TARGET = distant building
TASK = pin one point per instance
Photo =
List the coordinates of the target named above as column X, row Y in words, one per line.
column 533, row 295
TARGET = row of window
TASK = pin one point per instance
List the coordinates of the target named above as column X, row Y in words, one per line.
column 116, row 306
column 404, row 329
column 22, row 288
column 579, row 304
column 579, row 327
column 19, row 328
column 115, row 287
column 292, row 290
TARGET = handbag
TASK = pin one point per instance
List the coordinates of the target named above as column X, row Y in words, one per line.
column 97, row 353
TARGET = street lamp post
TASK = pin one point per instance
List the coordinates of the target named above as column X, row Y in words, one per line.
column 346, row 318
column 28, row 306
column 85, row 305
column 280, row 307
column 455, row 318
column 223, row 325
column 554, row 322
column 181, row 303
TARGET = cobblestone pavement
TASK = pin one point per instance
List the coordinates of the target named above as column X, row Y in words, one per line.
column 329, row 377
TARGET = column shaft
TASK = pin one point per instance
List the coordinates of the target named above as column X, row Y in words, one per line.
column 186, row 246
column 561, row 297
□ □ □
*WHAT THIS TASK INVOLVES:*
Restate, please, word for word the span of records running from the first line to the line bearing "TARGET = cobblestone pavement", both included, and nothing outside it.

*EXERCISE ANSWER:*
TARGET = distant building
TASK = pin one point per instance
Photo =
List the coordinates of the target named above as column X, row Y in words, one per line.
column 533, row 295
TARGET = row of window
TASK = pin one point per instance
List the coordinates of the target named above as column X, row Y in words, one per line.
column 116, row 306
column 404, row 329
column 22, row 288
column 579, row 304
column 579, row 327
column 19, row 328
column 115, row 287
column 292, row 290
TARGET = handbag
TASK = pin one point per instance
List the coordinates of the target named above as column X, row Y in words, one per line.
column 97, row 353
TARGET = street lamp post
TASK = pin one point per instance
List the coordinates of the target named above as column X, row Y in words, one per line.
column 346, row 318
column 28, row 306
column 85, row 305
column 280, row 307
column 455, row 318
column 223, row 325
column 554, row 322
column 181, row 303
TARGET = cobblestone pavement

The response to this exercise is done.